• PROVIDED INFORMATION:
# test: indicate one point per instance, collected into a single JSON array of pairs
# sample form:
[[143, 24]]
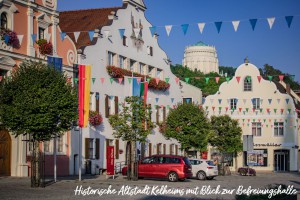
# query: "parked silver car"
[[204, 169]]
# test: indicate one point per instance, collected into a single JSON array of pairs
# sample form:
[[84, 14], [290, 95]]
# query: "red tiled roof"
[[83, 21]]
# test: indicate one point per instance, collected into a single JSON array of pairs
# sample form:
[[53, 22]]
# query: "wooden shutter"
[[164, 113], [117, 149], [116, 105], [97, 148], [97, 96], [87, 148], [106, 107], [150, 149], [157, 114]]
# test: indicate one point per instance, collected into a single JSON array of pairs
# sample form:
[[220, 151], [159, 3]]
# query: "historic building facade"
[[262, 112], [28, 22], [201, 57], [113, 40]]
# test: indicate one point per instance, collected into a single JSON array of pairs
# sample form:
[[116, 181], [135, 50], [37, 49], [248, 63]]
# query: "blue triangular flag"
[[289, 20], [218, 26], [33, 37], [6, 39], [152, 30], [184, 28], [122, 31], [91, 34], [62, 36], [270, 101], [253, 23]]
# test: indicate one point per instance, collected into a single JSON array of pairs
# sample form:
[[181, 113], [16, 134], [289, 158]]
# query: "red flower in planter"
[[13, 38], [95, 118], [45, 47], [117, 72]]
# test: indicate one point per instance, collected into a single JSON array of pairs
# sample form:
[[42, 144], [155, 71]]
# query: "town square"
[[142, 99]]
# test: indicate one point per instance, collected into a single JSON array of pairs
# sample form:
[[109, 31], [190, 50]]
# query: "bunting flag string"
[[184, 27]]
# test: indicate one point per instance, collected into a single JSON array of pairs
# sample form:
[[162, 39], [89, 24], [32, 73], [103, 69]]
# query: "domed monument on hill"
[[202, 57]]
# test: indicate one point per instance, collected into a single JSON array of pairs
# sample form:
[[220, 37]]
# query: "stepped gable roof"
[[200, 43], [83, 21]]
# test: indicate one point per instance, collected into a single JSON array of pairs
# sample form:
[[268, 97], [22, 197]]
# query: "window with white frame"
[[278, 129], [233, 103], [92, 101], [60, 144], [41, 33], [247, 83], [111, 104], [256, 129], [47, 146], [3, 20], [111, 58], [151, 71], [256, 103], [132, 65], [122, 62], [141, 68]]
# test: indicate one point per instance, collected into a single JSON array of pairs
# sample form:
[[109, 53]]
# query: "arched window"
[[3, 20], [247, 83]]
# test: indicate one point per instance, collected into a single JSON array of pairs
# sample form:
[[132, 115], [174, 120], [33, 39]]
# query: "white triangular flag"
[[136, 32], [76, 35], [48, 35], [271, 21], [168, 29], [201, 26], [106, 33], [20, 38], [235, 25]]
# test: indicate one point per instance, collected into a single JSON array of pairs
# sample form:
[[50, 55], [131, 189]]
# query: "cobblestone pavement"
[[64, 188]]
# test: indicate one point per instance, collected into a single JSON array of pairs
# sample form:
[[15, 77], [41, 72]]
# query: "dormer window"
[[4, 20], [247, 84]]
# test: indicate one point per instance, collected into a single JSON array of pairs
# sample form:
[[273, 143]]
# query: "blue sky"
[[279, 47]]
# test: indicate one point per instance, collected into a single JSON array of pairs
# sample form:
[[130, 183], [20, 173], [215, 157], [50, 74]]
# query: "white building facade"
[[201, 57], [136, 50], [263, 112]]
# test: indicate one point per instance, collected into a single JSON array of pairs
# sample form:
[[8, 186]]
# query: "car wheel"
[[172, 177], [201, 175]]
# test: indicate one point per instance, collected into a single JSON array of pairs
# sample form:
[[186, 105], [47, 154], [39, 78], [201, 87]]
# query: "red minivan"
[[164, 166]]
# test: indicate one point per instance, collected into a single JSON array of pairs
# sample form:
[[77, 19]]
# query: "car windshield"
[[211, 163], [186, 161]]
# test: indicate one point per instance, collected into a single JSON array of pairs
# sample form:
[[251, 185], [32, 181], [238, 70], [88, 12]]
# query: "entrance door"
[[281, 160], [5, 153]]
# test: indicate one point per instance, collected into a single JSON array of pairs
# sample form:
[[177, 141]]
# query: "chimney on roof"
[[288, 89]]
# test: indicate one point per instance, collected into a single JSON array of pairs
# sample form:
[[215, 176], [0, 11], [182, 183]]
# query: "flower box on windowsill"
[[44, 47], [9, 38], [95, 118], [117, 72]]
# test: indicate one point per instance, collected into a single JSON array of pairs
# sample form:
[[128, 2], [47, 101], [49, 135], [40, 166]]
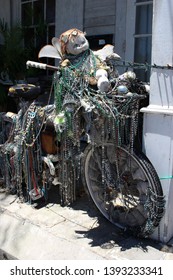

• EXERCISE PROMPT:
Give back all of the material above line for line without changing anything, and leave out the pictures.

• ANSWER BELOW:
# test: indicate one point per instance, collected into a single JSON array of pairs
# sample form:
[[143, 24]]
# query: "parked silver car"
[[204, 169]]
# test: indicate one point per instance, collected into a single JSON array of pairs
# sample form:
[[84, 14], [290, 95]]
# query: "red tiled roof"
[[83, 21]]
# test: indicate one point per instance, collected into a single JSON array of pairs
# sample form:
[[53, 22]]
# query: "wooden shutter"
[[164, 113], [117, 149], [116, 105], [97, 148], [97, 96], [87, 148], [106, 107], [150, 149], [157, 114]]
# test: indicate one point per instance, collected into a single JSON array of pairs
# sample form:
[[220, 151], [159, 3]]
# query: "historic building facade"
[[262, 112], [28, 22], [201, 57], [113, 40]]
# test: indicate one point per instance, collected into a single JSON array of pairs
# sample form:
[[116, 181], [135, 50], [37, 49], [248, 63]]
# query: "blue triangular flag"
[[289, 20], [218, 26], [33, 37], [6, 39], [152, 30], [184, 28], [122, 31], [91, 34], [62, 36], [270, 101], [253, 23]]
# test: indicate one point per instance, collected into a single JSON array of pairs
# sample form:
[[181, 113], [16, 134], [289, 158]]
# query: "red flower in planter"
[[13, 38], [95, 118], [45, 47], [117, 72]]
# test: indicate one point per instance, collected into a single JSON array of pairs
# sample form:
[[42, 144], [155, 71]]
# query: "town square"
[[142, 99]]
# test: indicate one point per instance, collected into a single JSON array of pairs
# sample form:
[[109, 31], [190, 50]]
# query: "bunting flag string"
[[184, 27]]
# test: indicate one point per instance, collected into a single JSON array of pairs
# sample form:
[[162, 39], [89, 24], [32, 73], [103, 69]]
# query: "domed monument on hill"
[[202, 57]]
# test: indicate one point per instance, collected into a single JSON array of pairs
# sample form:
[[220, 37]]
# query: "stepped gable roof"
[[200, 43], [83, 21]]
# test: indicate one point per instance, collected into a single JSON array of pairs
# sample form:
[[268, 97], [22, 197]]
# query: "window with white frame"
[[278, 129], [233, 103], [92, 101], [60, 144], [41, 33], [247, 83], [111, 104], [256, 129], [47, 146], [3, 20], [111, 58], [151, 71], [256, 103], [132, 65], [122, 62], [141, 68]]
# test: indicate one point per instance, collected into a single JSON array of pairs
# sample form:
[[109, 53]]
# query: "arched window"
[[3, 20], [247, 83]]
# test: indicate one point per instance, collected into a single JSON array of pairs
# sample form:
[[132, 115], [174, 120], [33, 39]]
# query: "white triangular flag"
[[136, 32], [76, 35], [48, 35], [271, 21], [168, 29], [201, 26], [106, 33], [20, 38], [235, 25]]
# test: indicate one point per instance, collected into a single JSON array of pairs
# sample form:
[[50, 55], [131, 189]]
# query: "cobblestone pavement"
[[64, 188]]
# test: indicate one point per instance, collected into a single JSON array of pairs
# sample form:
[[15, 77], [41, 72]]
# query: "dormer window"
[[4, 20], [247, 84]]
# test: indicate one point per instance, collected into a single JSON array of pairs
# sample form:
[[273, 143]]
# query: "blue sky"
[[279, 47]]
# test: indicate one point per instance, collected into a single JSON array of pairs
# sample form:
[[130, 183], [20, 173], [215, 157], [50, 74]]
# query: "white building facade"
[[201, 57], [136, 50], [263, 112]]
# test: indicate one point per instance, collected into a single JSON array of pairs
# sample form:
[[8, 186]]
# query: "car wheel"
[[172, 177], [201, 175]]
# test: indicate one point per instance, collected into a single JSON array of pairs
# sample form:
[[186, 105], [47, 154], [39, 78], [201, 87]]
# query: "red minivan"
[[164, 166]]
# test: indicate one point per instance, collected into a single JSON array of pairs
# sample form:
[[77, 19]]
# query: "car windshield"
[[211, 163], [186, 161]]
# test: indicate one point per instance, collected into a single JSON array of pairs
# sample form:
[[251, 185], [32, 181], [238, 70], [88, 12]]
# query: "entrance door"
[[281, 160], [5, 153]]
# test: indicate one point per instance, collected into a single JSON array of pairs
# sample form:
[[177, 141]]
# query: "chimney on roof"
[[288, 89]]
# test: indicate one point per instance, collected into a single JSON array of pairs
# sample form:
[[215, 176], [0, 11], [182, 183]]
# query: "flower box on windowsill"
[[44, 47], [9, 38], [95, 118], [117, 72]]
# test: indicate one point per instance, collected into a single JSON array of pairs
# sample form:
[[128, 2], [47, 101], [49, 135], [40, 166]]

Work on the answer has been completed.